■ **Given instruction**
Pick out every line of the data below that contains the string "light", treating uppercase and lowercase letters as different.

::: Records shown :::

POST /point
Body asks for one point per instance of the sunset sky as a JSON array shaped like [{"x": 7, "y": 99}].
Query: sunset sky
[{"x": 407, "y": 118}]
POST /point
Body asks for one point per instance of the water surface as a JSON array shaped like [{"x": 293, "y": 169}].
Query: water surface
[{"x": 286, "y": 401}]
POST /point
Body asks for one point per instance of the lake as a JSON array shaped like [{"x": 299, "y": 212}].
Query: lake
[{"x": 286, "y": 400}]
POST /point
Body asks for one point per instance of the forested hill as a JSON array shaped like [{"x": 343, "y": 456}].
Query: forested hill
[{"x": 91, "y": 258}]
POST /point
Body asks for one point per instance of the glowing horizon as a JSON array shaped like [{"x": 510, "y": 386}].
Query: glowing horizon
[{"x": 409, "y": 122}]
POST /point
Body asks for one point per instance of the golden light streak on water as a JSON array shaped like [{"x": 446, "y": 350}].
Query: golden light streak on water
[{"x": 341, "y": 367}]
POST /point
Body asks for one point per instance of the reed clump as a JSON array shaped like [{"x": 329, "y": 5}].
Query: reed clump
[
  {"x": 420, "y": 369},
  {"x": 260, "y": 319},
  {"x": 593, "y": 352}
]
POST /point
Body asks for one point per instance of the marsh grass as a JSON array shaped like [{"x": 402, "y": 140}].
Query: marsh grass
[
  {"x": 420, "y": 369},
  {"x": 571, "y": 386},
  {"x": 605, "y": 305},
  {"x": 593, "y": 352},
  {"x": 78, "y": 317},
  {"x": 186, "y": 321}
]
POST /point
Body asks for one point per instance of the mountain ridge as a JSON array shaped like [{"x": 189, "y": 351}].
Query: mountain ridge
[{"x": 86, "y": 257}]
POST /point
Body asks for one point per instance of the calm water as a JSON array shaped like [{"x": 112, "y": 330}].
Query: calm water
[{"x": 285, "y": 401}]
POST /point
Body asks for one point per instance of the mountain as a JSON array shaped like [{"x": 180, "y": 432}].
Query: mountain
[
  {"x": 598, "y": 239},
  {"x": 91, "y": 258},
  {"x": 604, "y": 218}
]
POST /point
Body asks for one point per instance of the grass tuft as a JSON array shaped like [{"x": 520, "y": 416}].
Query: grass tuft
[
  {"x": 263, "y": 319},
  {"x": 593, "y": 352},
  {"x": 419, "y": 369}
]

:::
::: Records shown :::

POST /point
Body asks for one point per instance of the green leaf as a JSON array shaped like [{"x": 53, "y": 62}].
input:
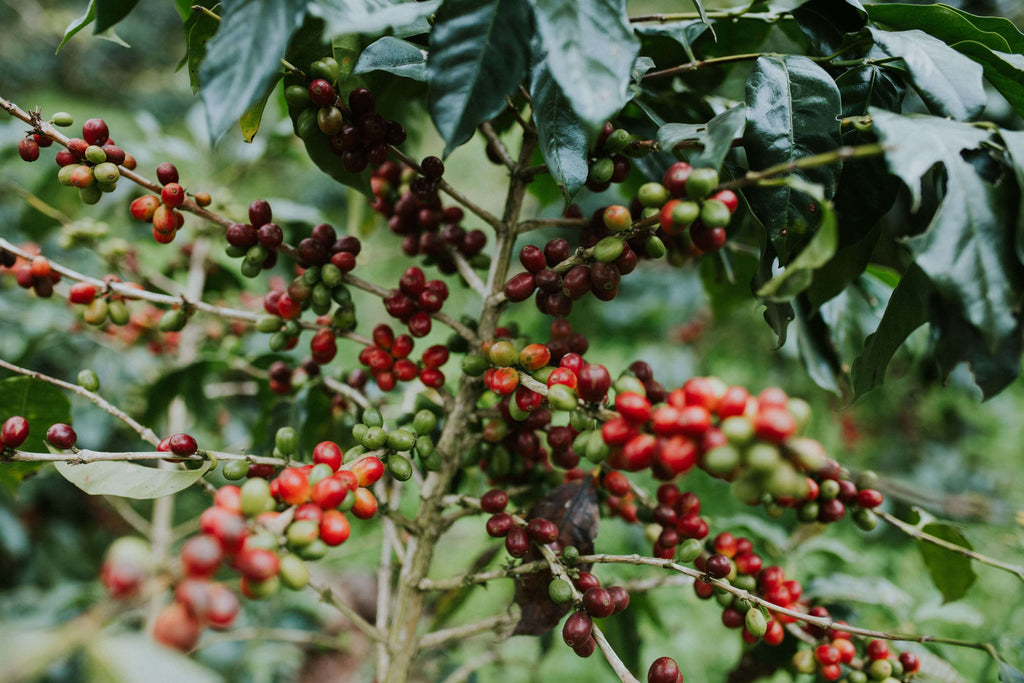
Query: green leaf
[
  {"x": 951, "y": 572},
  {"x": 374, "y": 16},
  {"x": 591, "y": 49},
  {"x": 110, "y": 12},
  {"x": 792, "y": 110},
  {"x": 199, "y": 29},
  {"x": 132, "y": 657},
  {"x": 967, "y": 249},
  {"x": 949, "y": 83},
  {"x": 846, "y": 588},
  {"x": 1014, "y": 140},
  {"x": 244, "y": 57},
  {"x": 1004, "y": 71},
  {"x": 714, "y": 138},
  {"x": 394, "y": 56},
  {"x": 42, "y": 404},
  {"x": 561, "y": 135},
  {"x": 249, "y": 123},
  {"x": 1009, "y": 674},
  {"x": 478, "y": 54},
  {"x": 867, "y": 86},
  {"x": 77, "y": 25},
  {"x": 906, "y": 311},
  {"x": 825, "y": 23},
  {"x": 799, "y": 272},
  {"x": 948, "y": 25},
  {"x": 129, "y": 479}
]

:::

■ **The result**
Body asks for one point per instance of the golden light streak on water as a JSON array shaped like [{"x": 446, "y": 350}].
Query: golden light streak on water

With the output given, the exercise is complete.